▶ **What to work on**:
• 1. In the acquisition announcement below, what value did the two parties agree for Rolls-Royce Commercial Marine?
• 2. Please explain in one to three sentences why, according to the acquisition announcement below, the deal positions KONGSBERG as a supplier of complete maritime solutions.

++++ Reading text

Kongsberg Gruppen ASA (KONGSBERG) today entered into agreement with Rolls-Royce plc to acquire Rolls-Royce Commercial Marine, a world leading technology business within maritime operations. The acquisition will strengthen KONGSBERG's competitiveness in a global maritime industry. KONGSBERG and Rolls-Royce Commercial Marine are by and large complementary in terms of products, solutions and competencies and the acquisition is in line with KONGSBERG's ambitions of profitable growth as a global leading technology provider.

The transaction is structured as an acquisition by KONGSBERG of the marine products, systems and aftermarket services businesses carried out by subsidiaries of Rolls-Royce plc. The transaction does not include Bergen Engines nor Rolls-Royce's Naval Business.

The parties have agreed a value for Rolls-Royce Commercial Marine of GBP 500 million (on a cash and debt free basis and with working capital at an agreed level). The final purchase price, will be determined based on Rolls-Royce Commercial Marine's cash, debt and working capital at time of completion of the transaction.

"The maritime industry has over the last years experienced demanding market conditions and even though there is still uncertainty we expect the market to be facing growth with technology and innovation being key drivers. For more than 200 years KONGSBERG has been a pioneer for high technology industrial development with a long term perspective. The acquisition of Rolls-Royce Commercial Marine is in line with our growth ambitions", says Eivind Reiten, Chair of the Board of KONGSBERG.

"The acquisition of Rolls-Royce Commercial Marine makes us a more complete supplier to the maritime industry. The maritime industry is becoming increasingly globalized and is undergoing considerable technological and market driven changes. With this acquisition we will strengthening our strategic position with shipowners, shipyards and other customers and partners", says Geir Håøy, CEO and President of KONGSBERG.

KONGSBERG is represented in more than 25 countries, whilst Rolls-Royce Commercial Marine is represented in 34 countries. Rolls-Royce Commercial Marine has approximately 3,600 employees and an annual turnover of NOK 8.9 billion (2017), whilst KONGSBERG has approximately 7,000 employees and a turnover of NOK 14.5 billion (2017). Combined, the companies have equipment and deliveries associated to around 30,000 vessels worldwide, and the installed base and the global presence strengthens an already world leading position with a considerable aftermarket.

Key financial figures and other information regarding Rolls-Royce Commercial Marine is attached hereto as "Appendix 1".

"The acquisition strengthens our global presence and will give increased sales and service volumes. KONGSBERG is a world leader within automation, navigation and control systems, whilst Rolls-Royce Commercial Marine is complementary with its deliveries of propellers, propulsion systems, handling systems and ship design. Both companies hold leading positions within digitalization, ship intelligence and concepts for autonomy. By bringing together this we are positioning us as a significant strategic supplier of complete solutions for the future maritime industry", says Håøy.

++++++++
++++ Records provided

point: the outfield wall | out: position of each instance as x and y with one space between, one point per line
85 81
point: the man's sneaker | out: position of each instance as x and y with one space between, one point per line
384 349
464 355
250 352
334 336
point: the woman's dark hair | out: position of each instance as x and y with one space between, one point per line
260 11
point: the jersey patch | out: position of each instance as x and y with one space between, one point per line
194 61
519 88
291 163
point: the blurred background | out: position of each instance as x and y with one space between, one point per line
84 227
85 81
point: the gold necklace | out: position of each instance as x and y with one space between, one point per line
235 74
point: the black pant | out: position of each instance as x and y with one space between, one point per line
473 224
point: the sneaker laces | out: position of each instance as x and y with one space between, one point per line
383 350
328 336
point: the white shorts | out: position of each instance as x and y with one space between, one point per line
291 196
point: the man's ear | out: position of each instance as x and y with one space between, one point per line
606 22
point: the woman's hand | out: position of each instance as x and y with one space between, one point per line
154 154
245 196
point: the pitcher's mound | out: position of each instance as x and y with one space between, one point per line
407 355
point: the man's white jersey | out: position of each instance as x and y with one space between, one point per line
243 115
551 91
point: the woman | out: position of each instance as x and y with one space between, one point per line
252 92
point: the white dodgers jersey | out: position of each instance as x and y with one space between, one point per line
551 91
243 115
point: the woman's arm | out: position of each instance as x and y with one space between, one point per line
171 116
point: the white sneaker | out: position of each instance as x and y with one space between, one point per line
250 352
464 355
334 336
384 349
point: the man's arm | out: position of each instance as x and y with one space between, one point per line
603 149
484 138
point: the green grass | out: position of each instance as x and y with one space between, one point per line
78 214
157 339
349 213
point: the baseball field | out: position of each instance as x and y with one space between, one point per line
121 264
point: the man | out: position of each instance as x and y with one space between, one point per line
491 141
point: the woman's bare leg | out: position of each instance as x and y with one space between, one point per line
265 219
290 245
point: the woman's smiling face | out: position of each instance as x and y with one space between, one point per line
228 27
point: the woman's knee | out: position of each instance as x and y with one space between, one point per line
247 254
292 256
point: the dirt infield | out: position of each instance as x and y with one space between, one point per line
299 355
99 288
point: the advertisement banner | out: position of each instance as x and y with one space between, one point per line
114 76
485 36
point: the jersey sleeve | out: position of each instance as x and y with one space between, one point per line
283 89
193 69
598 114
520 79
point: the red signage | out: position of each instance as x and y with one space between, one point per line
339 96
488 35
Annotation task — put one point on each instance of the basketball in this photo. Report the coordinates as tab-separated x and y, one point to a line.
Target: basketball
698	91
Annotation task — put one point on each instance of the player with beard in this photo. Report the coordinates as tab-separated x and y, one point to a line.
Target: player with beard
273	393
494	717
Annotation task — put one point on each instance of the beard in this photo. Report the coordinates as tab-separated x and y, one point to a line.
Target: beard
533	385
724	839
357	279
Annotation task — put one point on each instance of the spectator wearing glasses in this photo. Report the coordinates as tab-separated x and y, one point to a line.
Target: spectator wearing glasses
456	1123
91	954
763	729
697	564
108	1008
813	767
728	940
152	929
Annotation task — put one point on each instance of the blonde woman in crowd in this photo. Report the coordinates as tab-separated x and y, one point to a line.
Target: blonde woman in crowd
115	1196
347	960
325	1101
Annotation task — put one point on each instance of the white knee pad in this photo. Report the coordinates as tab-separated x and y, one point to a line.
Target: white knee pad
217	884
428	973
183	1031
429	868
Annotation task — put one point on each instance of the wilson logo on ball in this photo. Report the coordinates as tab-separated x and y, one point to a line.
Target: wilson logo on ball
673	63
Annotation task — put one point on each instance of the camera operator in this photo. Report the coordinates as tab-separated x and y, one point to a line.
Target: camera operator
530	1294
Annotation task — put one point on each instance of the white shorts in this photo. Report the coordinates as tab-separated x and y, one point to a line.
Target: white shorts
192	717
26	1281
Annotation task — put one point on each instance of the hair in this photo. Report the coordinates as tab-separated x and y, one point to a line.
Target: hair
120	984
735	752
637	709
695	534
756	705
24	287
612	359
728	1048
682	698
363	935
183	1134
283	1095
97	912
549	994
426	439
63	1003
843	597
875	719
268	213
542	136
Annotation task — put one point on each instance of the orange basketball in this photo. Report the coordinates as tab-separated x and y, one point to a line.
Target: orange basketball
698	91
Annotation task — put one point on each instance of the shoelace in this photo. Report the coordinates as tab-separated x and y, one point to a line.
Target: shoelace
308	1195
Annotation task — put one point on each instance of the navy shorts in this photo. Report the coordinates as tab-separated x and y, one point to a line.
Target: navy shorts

++++++++

▶ **Answer set**:
• 1. GBP 500 million, on a cash and debt free basis and with working capital at an agreed level.

• 2. KONGSBERG is a world leader in automation, navigation and control systems. Rolls-Royce Commercial Marine complements this with its propellers, propulsion systems, handling systems and ship design. Both companies also hold leading positions in digitalization, ship intelligence and autonomy concepts, so together they cover a complete range of solutions.